GIVEN REQUEST:
Reproduce the entries word for word, from their first line through the line containing "left=390, top=222, right=516, bottom=263", with both of those lines included.
[Begin INFORMATION SUPPLIED]
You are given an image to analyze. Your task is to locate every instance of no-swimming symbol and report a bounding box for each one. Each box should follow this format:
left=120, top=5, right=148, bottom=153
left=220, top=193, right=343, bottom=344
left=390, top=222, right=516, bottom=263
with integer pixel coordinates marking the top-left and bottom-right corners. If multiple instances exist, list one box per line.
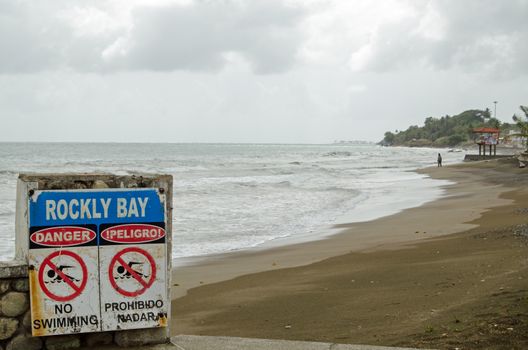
left=108, top=247, right=156, bottom=297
[End INFORMATION SUPPLIED]
ANSWER TO THIS PROBLEM:
You are given an image to analyze. Your task is to locate every instance of no-swimming symbol and report a bounding box for each one. Each box should follow this format:
left=120, top=5, right=148, bottom=153
left=220, top=193, right=343, bottom=344
left=390, top=222, right=516, bottom=263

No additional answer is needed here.